** begin Provided information **

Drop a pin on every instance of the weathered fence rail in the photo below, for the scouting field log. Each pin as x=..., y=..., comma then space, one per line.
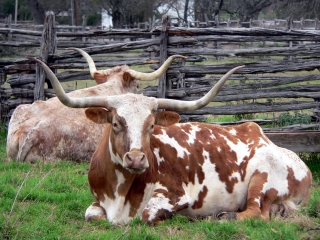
x=260, y=87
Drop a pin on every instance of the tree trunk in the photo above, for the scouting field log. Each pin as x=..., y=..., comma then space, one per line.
x=37, y=10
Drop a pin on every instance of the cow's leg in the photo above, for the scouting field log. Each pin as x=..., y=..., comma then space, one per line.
x=161, y=206
x=258, y=205
x=95, y=212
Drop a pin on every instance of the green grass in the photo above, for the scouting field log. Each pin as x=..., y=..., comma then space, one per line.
x=48, y=201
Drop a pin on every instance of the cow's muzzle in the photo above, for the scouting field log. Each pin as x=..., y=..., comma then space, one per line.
x=135, y=161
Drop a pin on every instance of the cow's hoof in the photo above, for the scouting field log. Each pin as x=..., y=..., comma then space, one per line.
x=227, y=216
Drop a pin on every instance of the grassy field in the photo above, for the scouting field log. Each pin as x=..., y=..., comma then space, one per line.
x=48, y=201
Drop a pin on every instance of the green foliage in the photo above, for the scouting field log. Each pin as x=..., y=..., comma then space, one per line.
x=48, y=201
x=286, y=118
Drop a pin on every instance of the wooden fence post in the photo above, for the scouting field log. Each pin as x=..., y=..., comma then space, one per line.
x=163, y=55
x=9, y=22
x=48, y=46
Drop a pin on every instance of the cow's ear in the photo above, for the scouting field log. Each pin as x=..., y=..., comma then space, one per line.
x=97, y=115
x=127, y=78
x=167, y=118
x=100, y=78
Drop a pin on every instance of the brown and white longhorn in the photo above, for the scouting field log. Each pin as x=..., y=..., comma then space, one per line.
x=49, y=130
x=195, y=169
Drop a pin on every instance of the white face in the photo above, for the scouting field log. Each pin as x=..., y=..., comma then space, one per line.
x=134, y=109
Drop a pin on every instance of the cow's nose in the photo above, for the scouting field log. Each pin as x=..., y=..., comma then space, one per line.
x=135, y=160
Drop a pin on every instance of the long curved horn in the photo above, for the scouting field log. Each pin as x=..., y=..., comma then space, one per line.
x=157, y=73
x=64, y=98
x=92, y=66
x=178, y=105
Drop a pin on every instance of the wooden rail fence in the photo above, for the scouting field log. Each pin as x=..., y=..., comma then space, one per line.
x=260, y=87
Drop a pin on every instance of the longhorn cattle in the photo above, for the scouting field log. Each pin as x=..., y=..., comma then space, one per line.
x=196, y=169
x=49, y=130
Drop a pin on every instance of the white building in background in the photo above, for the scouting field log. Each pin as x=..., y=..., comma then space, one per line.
x=106, y=20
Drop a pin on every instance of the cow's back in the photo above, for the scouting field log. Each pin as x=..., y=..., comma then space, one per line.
x=49, y=130
x=216, y=165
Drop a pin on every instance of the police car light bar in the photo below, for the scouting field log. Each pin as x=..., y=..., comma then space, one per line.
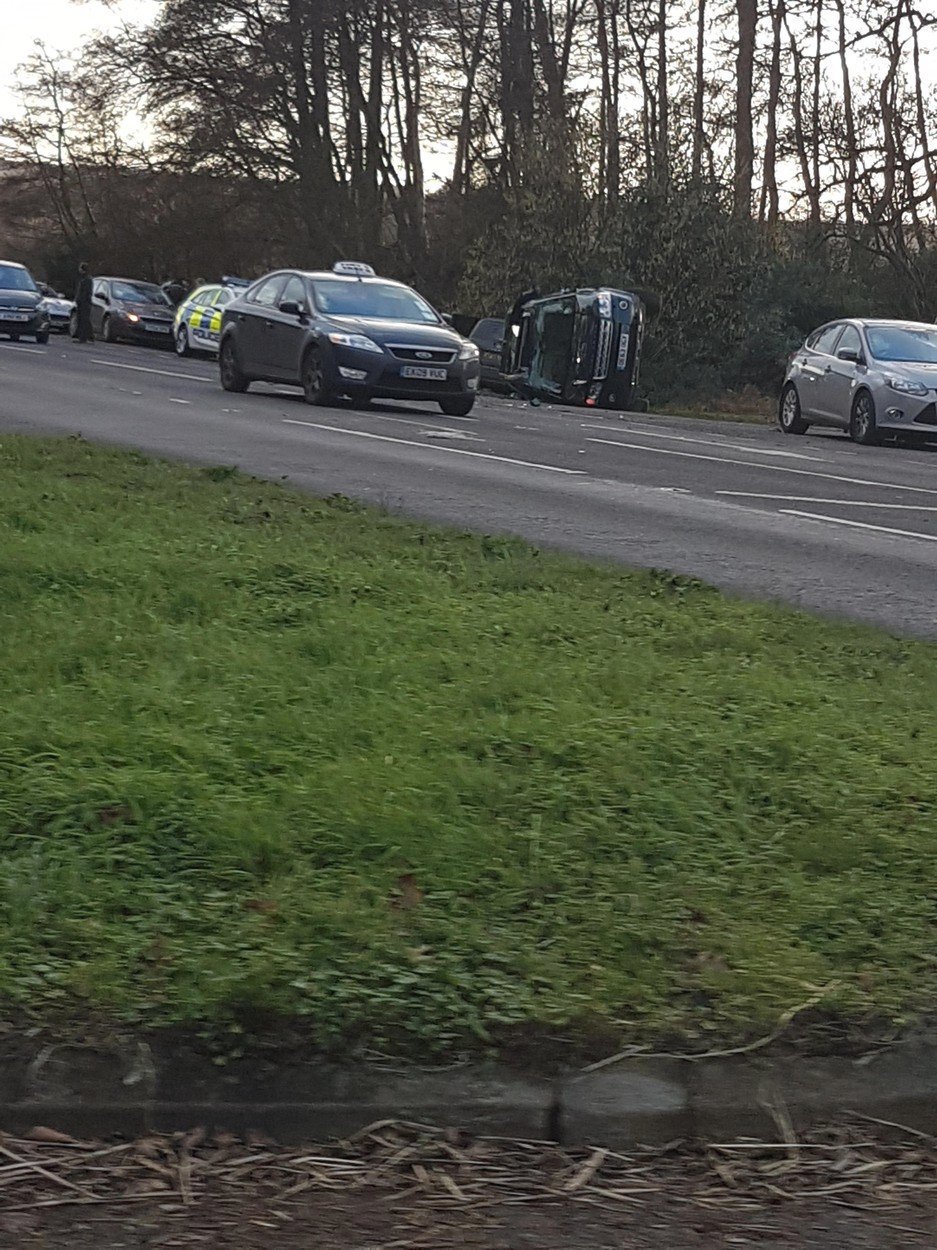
x=354, y=269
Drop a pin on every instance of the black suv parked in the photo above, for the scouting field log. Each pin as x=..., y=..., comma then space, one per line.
x=346, y=331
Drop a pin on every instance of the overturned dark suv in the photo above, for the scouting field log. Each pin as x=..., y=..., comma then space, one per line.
x=346, y=333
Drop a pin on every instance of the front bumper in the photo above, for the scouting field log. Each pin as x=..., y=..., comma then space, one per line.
x=384, y=376
x=29, y=324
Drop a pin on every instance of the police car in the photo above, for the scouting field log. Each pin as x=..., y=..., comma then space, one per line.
x=198, y=324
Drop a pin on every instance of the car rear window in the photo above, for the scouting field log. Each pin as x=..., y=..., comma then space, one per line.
x=15, y=279
x=377, y=301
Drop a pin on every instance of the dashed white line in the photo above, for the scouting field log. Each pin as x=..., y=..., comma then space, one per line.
x=642, y=433
x=837, y=503
x=753, y=464
x=860, y=525
x=435, y=446
x=146, y=369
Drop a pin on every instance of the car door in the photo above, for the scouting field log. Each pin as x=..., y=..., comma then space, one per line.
x=837, y=385
x=287, y=331
x=815, y=363
x=100, y=298
x=254, y=323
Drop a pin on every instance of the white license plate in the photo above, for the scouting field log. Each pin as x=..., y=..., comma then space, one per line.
x=430, y=375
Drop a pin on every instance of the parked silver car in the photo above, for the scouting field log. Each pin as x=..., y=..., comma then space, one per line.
x=865, y=376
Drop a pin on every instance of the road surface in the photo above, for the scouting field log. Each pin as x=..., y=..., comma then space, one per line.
x=813, y=521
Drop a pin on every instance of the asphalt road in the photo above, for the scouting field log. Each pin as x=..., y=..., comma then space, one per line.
x=813, y=521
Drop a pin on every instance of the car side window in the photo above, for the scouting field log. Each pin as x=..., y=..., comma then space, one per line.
x=294, y=290
x=850, y=341
x=826, y=339
x=267, y=294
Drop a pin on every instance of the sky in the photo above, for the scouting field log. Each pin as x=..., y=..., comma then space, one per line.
x=60, y=24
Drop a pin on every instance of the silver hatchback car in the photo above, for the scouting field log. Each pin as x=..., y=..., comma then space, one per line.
x=865, y=376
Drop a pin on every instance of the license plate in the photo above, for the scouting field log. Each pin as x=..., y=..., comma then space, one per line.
x=430, y=375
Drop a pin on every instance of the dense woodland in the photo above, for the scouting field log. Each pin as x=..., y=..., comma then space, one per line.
x=755, y=165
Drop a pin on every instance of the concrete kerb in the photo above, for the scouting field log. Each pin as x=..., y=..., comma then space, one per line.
x=129, y=1089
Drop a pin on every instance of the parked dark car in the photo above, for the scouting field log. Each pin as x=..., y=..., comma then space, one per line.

** end Provided information **

Copy out the data above verbatim, beginning at the line containing "Drop a pin on every instance of the green grass" and ending at the line containing "x=135, y=161", with both of those lines included.

Drop a pin on every instance of the green grass in the photo above, for the scouting field log. Each pin as x=..., y=..., comma then space, one per line.
x=48, y=201
Drop a pin on every instance of the cow's muzzle in the photo above, for the scouting field log. Each pin as x=..., y=..., comma then space, one per line.
x=135, y=161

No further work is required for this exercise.